_Work instructions:_
A. In the article on Boulder housing prices, translate this sentence into Spanish: "To answer that question, let us consider what the circumstances would look like if this truly were another bubble."
B. List every dollar amount that appears in the article on Boulder housing prices.

*** Excerpted text ***

Kalinski: What if this were another housing bubble?

The average single-family home in the city of Boulder is now selling for more than $1,500,000, which is 24% higher than a year ago.  Likewise, the average single-family home in Boulder County almost crossed the $1 million mark at the end of March ($989,990).  

The sales-price-to-list-price ratio for single-family homes in Boulder County is above 100%.  Indeed, in each of our weekly sales meetings, we hear agents describe a veritable frenzy of buyers offering often between 20% and 30% above asking price for “average” homes in our market and making breathtaking concessions to sellers (e.g., completely waiving their right to conduct an inspection, agreeing to cover any appraisal gap, etc.).  I have heard of buyers offering $350,000 over a home’s asking price, waiving every conceivable contract right, and still not getting the house.

And so, it is fair to ask whether our current market is like Shakespeare’s Hamlet: “Though this be madness, yet there is method in’t,” or is it simply madness and this is another real estate bubble?

To answer that question, let us consider what the circumstances would look like if this truly were another bubble.

1. Irrational Exuberance?  

If we were in a bubble, we would expect to see both a high level of optimism and excitement among buyers for the housing market (the “exuberance” part) and a lack of fundamental value in that market (the “irrational” piece).  It appears that we have more than satisfied the exuberance side of the equation.  However, it seems that this exuberance is not irrational for several key reasons.

First, the Boulder Valley is perhaps the most desirable place in the country to live, frequently topping “best place to live” rankings from organizations such as U.S. News & World Report and National Geographic.  We offer majestic natural beauty (e.g., the Flatirons) with more than 100,000 acres of open space and 155 miles of maintained trails for outdoor enthusiasts.  Moreover, Boulder has an outsized economic engine (nearly 100,000 jobs for 107,000 residents), world-class cuisine (I can’t wait to dine at Frasca after my second vaccine shot),  and excellent schools at all levels.  Taken together, these and other factors give the Boulder Valley something uniquely attractive that is likely to endure and hard to replicate.

*** End of Excerpted text ***
*** Information ***

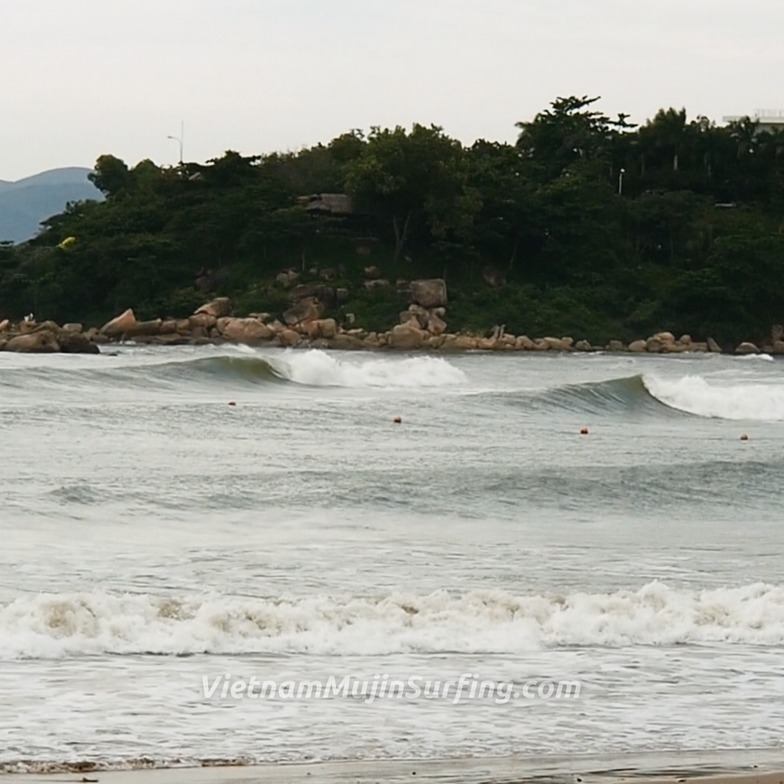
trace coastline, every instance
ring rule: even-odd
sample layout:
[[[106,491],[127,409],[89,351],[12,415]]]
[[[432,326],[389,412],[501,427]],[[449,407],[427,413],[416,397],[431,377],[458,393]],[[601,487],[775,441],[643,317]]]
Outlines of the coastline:
[[[571,757],[382,759],[259,765],[136,768],[57,773],[0,773],[0,781],[25,784],[296,784],[411,781],[452,784],[782,784],[784,761],[777,750],[649,752]]]
[[[420,313],[420,311],[422,311]],[[101,346],[137,343],[154,346],[244,344],[262,348],[305,348],[336,351],[425,351],[436,354],[465,351],[550,352],[550,353],[632,353],[632,354],[736,354],[784,355],[781,328],[773,327],[771,336],[760,345],[741,341],[727,349],[708,337],[695,341],[690,335],[676,337],[672,332],[658,332],[629,343],[610,340],[591,344],[571,336],[537,337],[513,335],[503,325],[492,333],[446,332],[437,314],[417,305],[400,314],[400,322],[385,332],[361,327],[344,328],[333,318],[317,316],[285,323],[269,314],[231,315],[231,303],[218,298],[198,308],[184,319],[138,321],[127,309],[100,328],[85,329],[79,323],[62,326],[54,321],[37,323],[32,317],[12,324],[0,322],[0,352],[20,353],[101,353]],[[438,319],[434,326],[433,319]]]

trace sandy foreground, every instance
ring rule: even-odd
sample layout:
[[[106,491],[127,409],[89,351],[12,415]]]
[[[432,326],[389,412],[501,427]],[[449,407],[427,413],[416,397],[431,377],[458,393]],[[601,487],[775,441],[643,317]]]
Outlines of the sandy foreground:
[[[784,749],[0,774],[5,784],[784,784]]]

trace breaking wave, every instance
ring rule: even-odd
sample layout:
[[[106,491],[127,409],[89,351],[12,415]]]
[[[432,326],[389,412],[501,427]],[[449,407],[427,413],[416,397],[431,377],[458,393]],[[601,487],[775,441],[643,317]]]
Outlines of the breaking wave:
[[[24,596],[0,605],[0,658],[96,654],[523,653],[563,646],[784,644],[784,587],[516,596]]]
[[[678,411],[718,419],[784,420],[784,385],[709,384],[701,376],[643,378],[645,388],[660,402]]]
[[[732,420],[784,420],[784,385],[714,385],[701,376],[678,379],[637,375],[569,384],[513,396],[516,405],[579,414],[691,414]]]

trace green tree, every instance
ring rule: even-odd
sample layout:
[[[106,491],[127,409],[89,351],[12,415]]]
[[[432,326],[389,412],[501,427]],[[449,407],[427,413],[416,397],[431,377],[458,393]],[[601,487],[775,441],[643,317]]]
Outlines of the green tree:
[[[412,236],[465,240],[480,206],[462,145],[435,125],[373,128],[346,185],[359,209],[391,225],[394,261]]]

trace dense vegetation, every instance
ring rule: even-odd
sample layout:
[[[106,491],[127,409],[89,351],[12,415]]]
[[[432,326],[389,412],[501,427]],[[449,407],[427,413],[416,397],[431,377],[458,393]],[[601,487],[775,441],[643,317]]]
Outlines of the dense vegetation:
[[[415,125],[204,165],[103,155],[104,202],[0,245],[0,317],[178,316],[212,294],[279,312],[275,276],[316,268],[350,292],[334,314],[371,328],[405,304],[396,279],[443,276],[453,330],[767,334],[784,319],[784,134],[675,109],[635,128],[595,101],[557,99],[516,144],[466,147]],[[352,213],[298,202],[320,193],[349,194]],[[363,286],[368,265],[392,285]]]

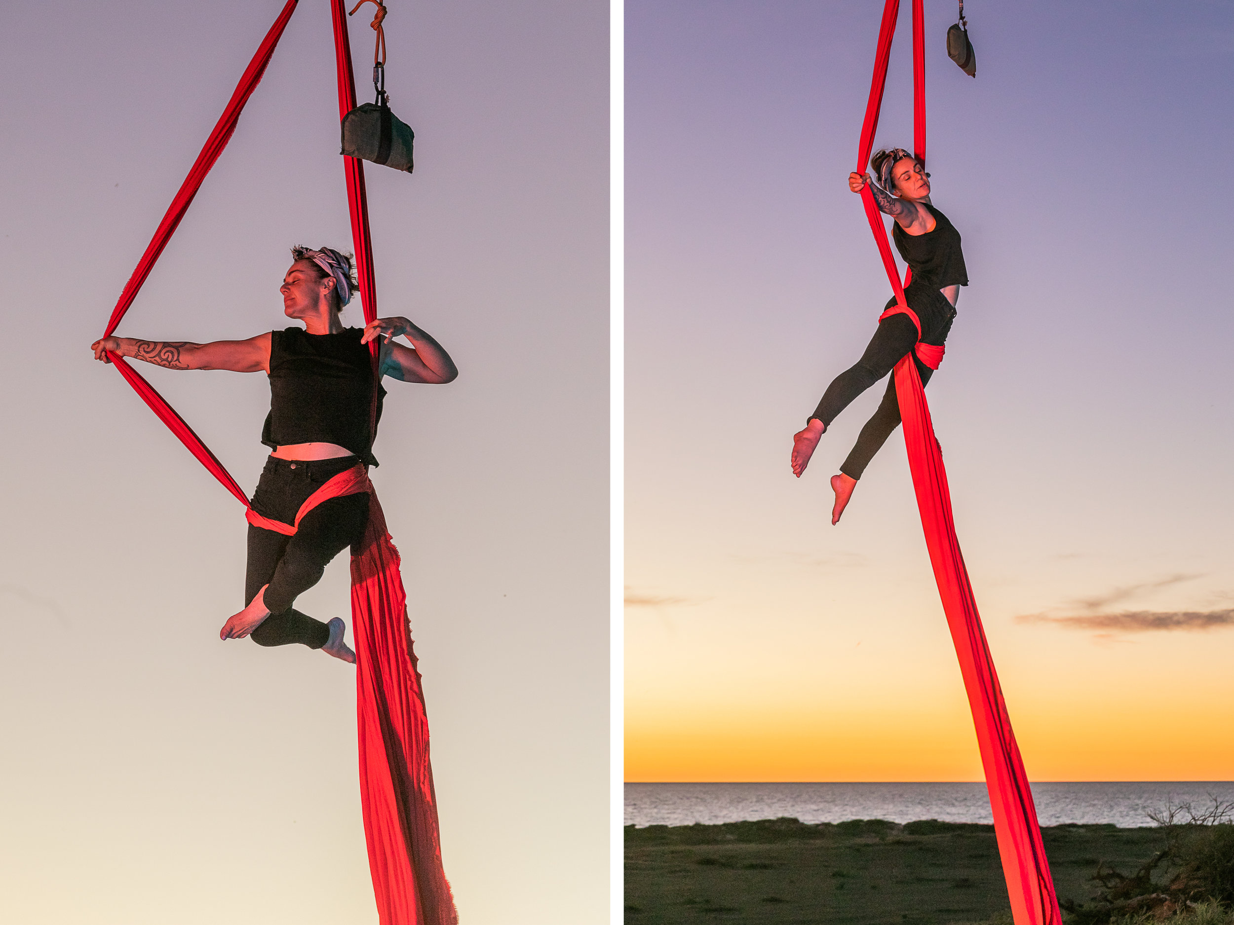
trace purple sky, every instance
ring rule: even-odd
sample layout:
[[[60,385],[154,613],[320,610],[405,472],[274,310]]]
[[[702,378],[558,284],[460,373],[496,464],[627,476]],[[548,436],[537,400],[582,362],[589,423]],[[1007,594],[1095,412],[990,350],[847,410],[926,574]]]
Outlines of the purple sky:
[[[756,752],[770,718],[807,707],[774,735],[818,754],[784,773],[854,779],[837,724],[860,715],[872,731],[851,747],[874,754],[924,722],[909,701],[945,744],[921,767],[980,773],[898,434],[827,523],[827,476],[881,384],[800,482],[789,471],[792,433],[888,296],[845,183],[881,6],[627,5],[632,779],[769,779],[717,756]],[[908,7],[880,147],[912,144]],[[1234,682],[1201,689],[1193,666],[1234,656],[1234,633],[1098,643],[1013,618],[1234,597],[1234,10],[977,0],[975,80],[944,53],[955,11],[927,4],[928,154],[972,285],[927,393],[959,538],[1029,772],[1169,773],[1128,736],[1074,749],[1059,717],[1076,697],[1116,726],[1176,710],[1143,684],[1164,671],[1185,713],[1228,724]],[[1234,775],[1204,747],[1175,773]],[[860,773],[911,772],[888,756]]]

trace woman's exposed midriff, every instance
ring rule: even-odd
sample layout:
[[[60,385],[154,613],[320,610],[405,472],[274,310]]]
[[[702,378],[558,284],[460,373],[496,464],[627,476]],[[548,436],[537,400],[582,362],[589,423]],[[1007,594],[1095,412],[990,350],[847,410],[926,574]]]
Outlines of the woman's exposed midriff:
[[[337,459],[338,456],[354,456],[349,449],[339,446],[337,443],[294,443],[288,446],[279,446],[270,454],[278,459]]]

*** End of Information ***

_Solutions by task:_
A. Para responder a esa pregunta, consideremos cómo serían las circunstancias si esto fuera realmente otra burbuja.

B.
$1,500,000
$1 million
$989,990
$350,000